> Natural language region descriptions
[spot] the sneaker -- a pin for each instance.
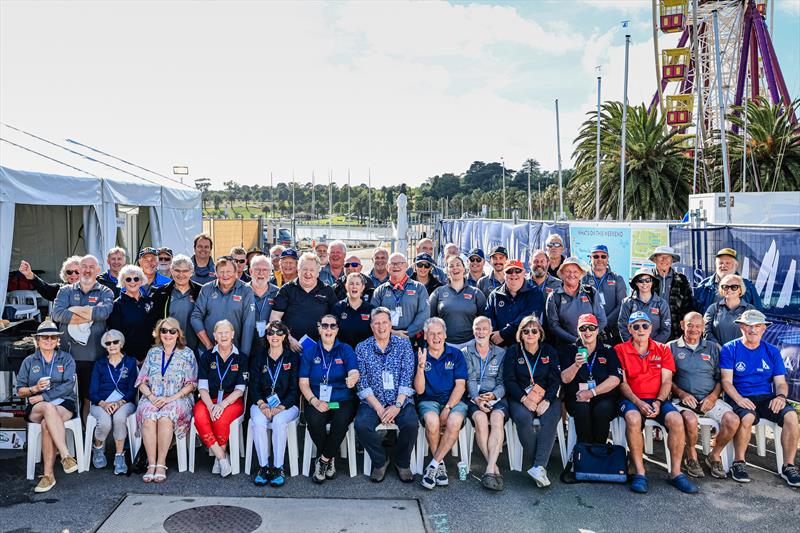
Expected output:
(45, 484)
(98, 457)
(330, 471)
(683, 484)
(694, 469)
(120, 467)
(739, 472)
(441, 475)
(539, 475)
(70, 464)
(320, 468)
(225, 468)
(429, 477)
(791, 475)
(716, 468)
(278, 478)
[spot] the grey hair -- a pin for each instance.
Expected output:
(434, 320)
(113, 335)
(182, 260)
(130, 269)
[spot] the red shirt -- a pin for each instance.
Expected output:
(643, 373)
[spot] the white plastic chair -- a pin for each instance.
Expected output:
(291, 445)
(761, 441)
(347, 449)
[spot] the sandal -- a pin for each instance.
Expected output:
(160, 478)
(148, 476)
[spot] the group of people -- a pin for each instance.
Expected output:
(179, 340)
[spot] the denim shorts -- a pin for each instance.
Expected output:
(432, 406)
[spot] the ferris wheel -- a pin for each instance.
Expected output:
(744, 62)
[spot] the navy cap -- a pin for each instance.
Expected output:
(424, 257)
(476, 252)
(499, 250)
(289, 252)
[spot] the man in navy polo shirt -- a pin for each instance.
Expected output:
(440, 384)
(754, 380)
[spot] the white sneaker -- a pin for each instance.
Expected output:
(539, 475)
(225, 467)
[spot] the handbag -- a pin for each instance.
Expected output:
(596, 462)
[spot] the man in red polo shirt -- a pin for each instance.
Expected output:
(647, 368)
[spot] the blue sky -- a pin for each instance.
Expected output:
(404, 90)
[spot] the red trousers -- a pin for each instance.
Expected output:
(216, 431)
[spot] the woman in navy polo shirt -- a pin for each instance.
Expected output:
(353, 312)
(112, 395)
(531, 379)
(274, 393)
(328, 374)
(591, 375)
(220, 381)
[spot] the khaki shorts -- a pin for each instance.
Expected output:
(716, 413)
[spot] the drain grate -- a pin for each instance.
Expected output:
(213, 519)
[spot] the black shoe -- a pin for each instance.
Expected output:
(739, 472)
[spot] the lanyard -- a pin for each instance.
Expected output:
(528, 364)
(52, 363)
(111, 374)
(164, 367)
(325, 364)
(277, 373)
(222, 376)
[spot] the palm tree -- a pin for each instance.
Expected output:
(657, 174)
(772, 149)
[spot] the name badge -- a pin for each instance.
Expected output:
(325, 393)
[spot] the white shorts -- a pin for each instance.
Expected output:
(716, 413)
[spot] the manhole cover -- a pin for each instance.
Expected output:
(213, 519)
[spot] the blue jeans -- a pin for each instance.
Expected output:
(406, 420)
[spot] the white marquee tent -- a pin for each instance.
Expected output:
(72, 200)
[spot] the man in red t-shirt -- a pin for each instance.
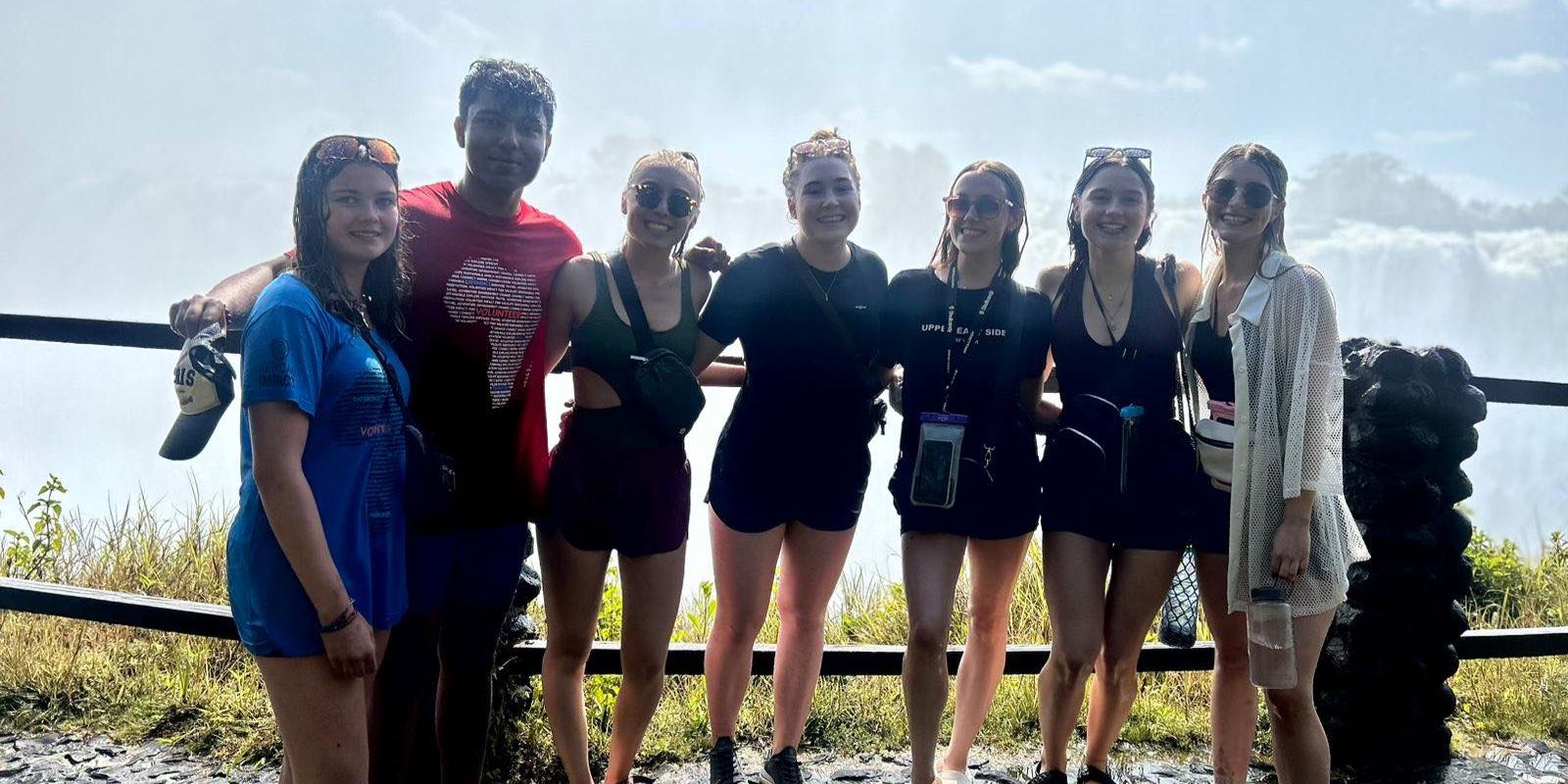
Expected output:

> What the exercise asks
There is a line with "[spot] the handbag" and a line with "[spot] the lanyard" above. Copy exactly those two lines and all lines between them, with nothing else.

> Answer area
[spot] the handbag -- a pin for each instance.
Expected output:
(596, 462)
[spot] the man in red polo shirt -- a pin for each instance.
Expected output:
(647, 368)
[spot] the blue sky -- a pin for each instance.
Expected output:
(404, 90)
[spot] the red trousers -- a pin for each instance.
Expected output:
(216, 431)
[spot] the woman in navy polo shirt -- a pin for each instance.
Expected output:
(353, 312)
(112, 395)
(531, 379)
(274, 393)
(328, 374)
(591, 375)
(220, 381)
[spot] the khaki shorts -- a pin for each instance.
Expected output:
(716, 413)
[spot] the drain grate -- a pin for each instance.
Expected output:
(213, 519)
[spot] the black shoe -- a pin for each instance.
Expected output:
(739, 472)
[spot] the lanyard -- a pin for each instance.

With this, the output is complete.